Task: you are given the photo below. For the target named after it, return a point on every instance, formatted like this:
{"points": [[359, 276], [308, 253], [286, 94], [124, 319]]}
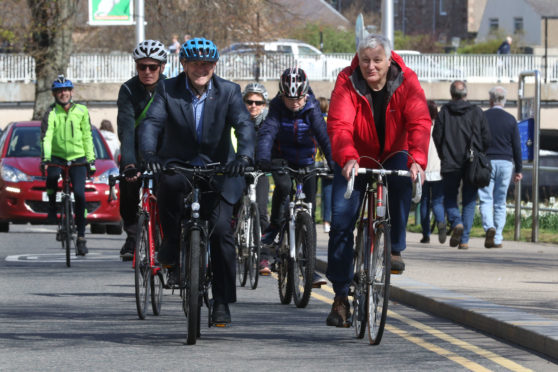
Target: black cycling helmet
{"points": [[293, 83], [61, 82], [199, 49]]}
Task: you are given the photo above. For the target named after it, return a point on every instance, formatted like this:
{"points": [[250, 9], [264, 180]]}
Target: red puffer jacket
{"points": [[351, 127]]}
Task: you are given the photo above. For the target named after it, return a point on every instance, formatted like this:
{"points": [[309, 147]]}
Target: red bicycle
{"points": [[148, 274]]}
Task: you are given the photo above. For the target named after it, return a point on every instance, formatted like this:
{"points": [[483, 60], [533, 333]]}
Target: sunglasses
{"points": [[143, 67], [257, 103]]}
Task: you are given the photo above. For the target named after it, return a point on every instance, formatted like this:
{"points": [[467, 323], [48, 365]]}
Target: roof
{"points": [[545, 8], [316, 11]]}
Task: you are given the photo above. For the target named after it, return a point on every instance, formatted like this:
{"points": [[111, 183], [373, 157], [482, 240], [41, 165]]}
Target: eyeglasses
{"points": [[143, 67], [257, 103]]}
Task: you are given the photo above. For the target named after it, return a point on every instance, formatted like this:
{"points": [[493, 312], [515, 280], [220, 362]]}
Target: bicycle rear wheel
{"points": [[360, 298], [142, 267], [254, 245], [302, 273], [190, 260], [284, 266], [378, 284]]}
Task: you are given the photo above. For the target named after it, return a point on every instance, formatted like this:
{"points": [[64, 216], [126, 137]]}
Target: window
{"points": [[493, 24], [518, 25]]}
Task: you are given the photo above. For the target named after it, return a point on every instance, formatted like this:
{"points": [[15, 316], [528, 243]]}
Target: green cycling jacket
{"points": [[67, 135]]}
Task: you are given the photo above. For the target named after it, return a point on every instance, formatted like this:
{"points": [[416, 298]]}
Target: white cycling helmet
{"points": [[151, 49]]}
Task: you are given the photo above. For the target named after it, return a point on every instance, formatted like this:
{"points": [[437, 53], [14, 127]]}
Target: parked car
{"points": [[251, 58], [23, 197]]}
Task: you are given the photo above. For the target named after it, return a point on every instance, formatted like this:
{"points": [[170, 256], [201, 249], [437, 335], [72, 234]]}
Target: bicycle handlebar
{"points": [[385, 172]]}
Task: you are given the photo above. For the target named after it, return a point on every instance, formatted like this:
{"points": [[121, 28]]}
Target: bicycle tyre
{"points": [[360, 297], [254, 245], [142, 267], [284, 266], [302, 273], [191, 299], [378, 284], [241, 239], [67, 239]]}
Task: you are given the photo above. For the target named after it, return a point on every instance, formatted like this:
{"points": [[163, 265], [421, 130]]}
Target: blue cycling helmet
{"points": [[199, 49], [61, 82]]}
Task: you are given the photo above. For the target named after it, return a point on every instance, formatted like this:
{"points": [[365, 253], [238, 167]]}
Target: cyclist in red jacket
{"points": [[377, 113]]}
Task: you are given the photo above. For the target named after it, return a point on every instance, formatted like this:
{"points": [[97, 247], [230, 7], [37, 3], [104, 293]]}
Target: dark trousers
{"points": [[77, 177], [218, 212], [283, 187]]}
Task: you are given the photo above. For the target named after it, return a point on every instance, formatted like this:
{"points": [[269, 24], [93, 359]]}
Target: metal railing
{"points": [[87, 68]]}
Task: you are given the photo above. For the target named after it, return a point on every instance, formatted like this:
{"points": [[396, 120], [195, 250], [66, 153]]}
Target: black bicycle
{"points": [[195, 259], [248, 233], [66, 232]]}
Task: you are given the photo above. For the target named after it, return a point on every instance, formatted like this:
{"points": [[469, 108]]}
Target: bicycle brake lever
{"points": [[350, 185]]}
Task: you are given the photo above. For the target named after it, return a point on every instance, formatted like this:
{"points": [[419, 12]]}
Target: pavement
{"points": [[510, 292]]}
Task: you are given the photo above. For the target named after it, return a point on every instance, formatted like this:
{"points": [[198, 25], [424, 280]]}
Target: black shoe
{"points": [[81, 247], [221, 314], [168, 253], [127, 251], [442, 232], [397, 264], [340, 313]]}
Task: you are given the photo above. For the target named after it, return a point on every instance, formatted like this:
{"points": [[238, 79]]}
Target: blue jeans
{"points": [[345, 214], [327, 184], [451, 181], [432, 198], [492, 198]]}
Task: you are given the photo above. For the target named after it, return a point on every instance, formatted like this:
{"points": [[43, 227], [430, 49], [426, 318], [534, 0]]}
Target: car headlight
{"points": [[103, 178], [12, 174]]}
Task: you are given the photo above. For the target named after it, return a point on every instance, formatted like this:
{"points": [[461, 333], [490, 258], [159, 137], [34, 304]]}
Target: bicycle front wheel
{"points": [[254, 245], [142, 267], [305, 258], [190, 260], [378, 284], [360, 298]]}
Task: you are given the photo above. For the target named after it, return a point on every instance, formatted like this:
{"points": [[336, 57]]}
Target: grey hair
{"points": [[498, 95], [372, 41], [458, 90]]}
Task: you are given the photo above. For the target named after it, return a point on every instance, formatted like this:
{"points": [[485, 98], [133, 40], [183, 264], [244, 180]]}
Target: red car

◆ ◆ ◆ ◆

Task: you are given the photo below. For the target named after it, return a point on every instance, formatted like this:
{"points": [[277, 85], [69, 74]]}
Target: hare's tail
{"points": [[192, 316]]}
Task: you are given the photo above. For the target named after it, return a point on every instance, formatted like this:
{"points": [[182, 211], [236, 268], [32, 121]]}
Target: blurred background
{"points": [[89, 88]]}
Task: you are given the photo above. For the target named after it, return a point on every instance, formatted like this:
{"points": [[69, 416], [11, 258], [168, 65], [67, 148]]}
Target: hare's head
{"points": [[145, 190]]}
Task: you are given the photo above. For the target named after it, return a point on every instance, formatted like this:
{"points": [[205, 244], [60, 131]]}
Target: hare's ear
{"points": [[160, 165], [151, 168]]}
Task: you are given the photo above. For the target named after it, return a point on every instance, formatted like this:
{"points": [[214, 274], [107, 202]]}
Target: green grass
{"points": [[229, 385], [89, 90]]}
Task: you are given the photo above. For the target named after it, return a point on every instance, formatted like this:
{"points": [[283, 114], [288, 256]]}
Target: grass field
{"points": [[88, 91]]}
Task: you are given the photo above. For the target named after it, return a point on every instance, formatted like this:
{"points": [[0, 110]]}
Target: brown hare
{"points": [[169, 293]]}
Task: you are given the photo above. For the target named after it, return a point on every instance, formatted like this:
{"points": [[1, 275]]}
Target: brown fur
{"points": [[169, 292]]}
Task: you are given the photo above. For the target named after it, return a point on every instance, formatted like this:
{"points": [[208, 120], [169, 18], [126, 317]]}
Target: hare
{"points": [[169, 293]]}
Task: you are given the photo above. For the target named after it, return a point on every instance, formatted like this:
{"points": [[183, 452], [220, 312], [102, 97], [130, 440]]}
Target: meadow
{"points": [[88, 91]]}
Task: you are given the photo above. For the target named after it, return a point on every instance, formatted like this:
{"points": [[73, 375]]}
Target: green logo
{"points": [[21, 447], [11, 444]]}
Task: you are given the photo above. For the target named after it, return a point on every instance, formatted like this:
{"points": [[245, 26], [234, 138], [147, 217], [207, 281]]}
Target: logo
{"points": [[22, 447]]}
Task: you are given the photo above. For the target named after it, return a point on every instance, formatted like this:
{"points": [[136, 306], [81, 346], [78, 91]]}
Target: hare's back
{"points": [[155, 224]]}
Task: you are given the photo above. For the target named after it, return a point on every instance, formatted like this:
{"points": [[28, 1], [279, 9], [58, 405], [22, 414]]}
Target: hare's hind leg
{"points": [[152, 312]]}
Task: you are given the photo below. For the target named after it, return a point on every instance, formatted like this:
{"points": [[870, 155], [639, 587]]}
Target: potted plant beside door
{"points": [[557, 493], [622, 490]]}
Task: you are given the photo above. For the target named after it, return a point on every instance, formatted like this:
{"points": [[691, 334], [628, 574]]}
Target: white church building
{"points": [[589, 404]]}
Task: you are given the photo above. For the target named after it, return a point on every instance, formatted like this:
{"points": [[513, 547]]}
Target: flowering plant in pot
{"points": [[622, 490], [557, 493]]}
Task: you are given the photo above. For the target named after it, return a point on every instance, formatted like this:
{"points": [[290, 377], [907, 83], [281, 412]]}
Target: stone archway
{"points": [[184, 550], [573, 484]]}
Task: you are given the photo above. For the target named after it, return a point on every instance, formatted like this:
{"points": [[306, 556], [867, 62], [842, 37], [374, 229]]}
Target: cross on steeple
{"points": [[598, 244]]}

◆ ◆ ◆ ◆

Please pick out every line above that contains the word "blue", with case counting.

Target: blue cycling helmet
Target: blue jeans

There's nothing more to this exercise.